Coordinate labeling entries:
[start]
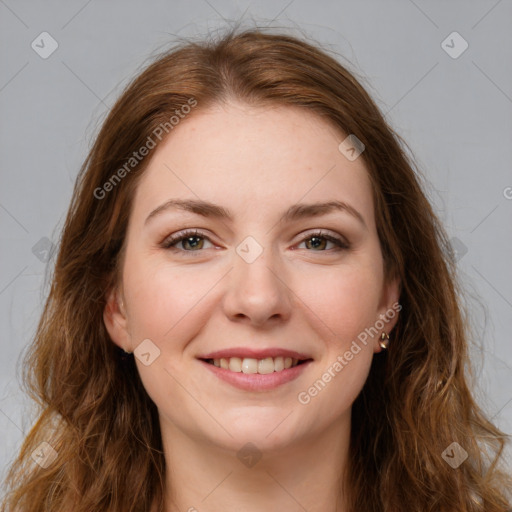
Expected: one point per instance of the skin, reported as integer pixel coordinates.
(256, 162)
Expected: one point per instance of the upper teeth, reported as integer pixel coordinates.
(250, 365)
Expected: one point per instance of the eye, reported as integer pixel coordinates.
(319, 240)
(192, 238)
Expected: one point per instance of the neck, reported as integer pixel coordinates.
(306, 475)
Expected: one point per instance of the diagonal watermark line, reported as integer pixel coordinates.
(75, 15)
(216, 487)
(306, 193)
(481, 222)
(492, 81)
(81, 81)
(485, 15)
(218, 281)
(334, 334)
(12, 422)
(414, 86)
(14, 76)
(280, 423)
(14, 218)
(286, 491)
(13, 13)
(424, 14)
(199, 403)
(13, 279)
(280, 12)
(492, 286)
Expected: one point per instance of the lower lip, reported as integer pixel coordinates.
(256, 381)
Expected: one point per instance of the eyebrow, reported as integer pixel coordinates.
(294, 212)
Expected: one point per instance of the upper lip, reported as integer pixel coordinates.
(243, 352)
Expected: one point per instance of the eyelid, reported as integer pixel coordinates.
(341, 242)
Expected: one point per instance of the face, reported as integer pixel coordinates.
(255, 278)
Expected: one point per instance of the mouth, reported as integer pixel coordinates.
(252, 365)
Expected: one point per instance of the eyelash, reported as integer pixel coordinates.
(169, 242)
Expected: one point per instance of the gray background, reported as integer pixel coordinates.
(455, 114)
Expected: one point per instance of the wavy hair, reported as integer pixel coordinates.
(93, 408)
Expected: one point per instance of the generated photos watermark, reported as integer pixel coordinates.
(342, 360)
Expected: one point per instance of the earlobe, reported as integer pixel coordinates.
(115, 319)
[end]
Problem to solve —
Arrange every line of the entries above as a Markdown table with two columns, Row and Entry line, numbering the rows in order and skipping blank lines. Leave the pictures out.

Task solution —
| Row | Entry line |
|---|---|
| 1 | Expected: one point per instance of the skin, reported as integer pixel coordinates. |
| 2 | (256, 162) |
| 3 | Expected: one point per instance of the upper teeth, reported as integer pixel coordinates. |
| 4 | (250, 365) |
| 5 | Expected: one point per instance of the eye, reported as integer pixel coordinates. |
| 6 | (319, 240) |
| 7 | (192, 238) |
| 8 | Expected: one point per instance of the neck, reported as integer pixel coordinates. |
| 9 | (306, 475) |
| 10 | Expected: one point per instance of the diagonal watermark line, reported as integer pixel coordinates. |
| 11 | (75, 15) |
| 12 | (216, 487) |
| 13 | (306, 193) |
| 14 | (481, 222) |
| 15 | (492, 81) |
| 16 | (81, 81) |
| 17 | (485, 15) |
| 18 | (218, 281) |
| 19 | (334, 334) |
| 20 | (12, 422) |
| 21 | (414, 86) |
| 22 | (14, 76) |
| 23 | (280, 423) |
| 24 | (14, 218) |
| 25 | (286, 491) |
| 26 | (13, 13) |
| 27 | (424, 14) |
| 28 | (199, 403) |
| 29 | (13, 279) |
| 30 | (280, 12) |
| 31 | (492, 286) |
| 32 | Expected: one point per instance of the lower lip, reported as integer pixel coordinates. |
| 33 | (256, 381) |
| 34 | Expected: one point per instance of the eyebrow, reported as integer pixel coordinates. |
| 35 | (294, 212) |
| 36 | Expected: one point per instance of the upper lip, reported as integer pixel coordinates. |
| 37 | (243, 352) |
| 38 | Expected: one point per instance of the eyelid, reported as integer pixel coordinates. |
| 39 | (341, 242) |
| 40 | Expected: one point per instance of the face, reported as integer pixel coordinates. |
| 41 | (255, 278) |
| 42 | Expected: one point per instance of the mouth, reported as integer pixel coordinates. |
| 43 | (252, 365) |
| 44 | Expected: one point per instance of the eyelash, reported as integer pixel coordinates. |
| 45 | (169, 242) |
| 46 | Expected: one point per instance of the gray background, reported as integer pixel coordinates. |
| 47 | (455, 114) |
| 48 | Expected: one point per instance of the wavy hair, reported as integer pixel coordinates. |
| 49 | (93, 408) |
| 50 | Expected: one point per instance of the generated photos watermark, reported as integer pixel coordinates. |
| 51 | (342, 360) |
| 52 | Expected: one point per instance of the earlobe, reported as integer pixel coordinates. |
| 53 | (115, 319) |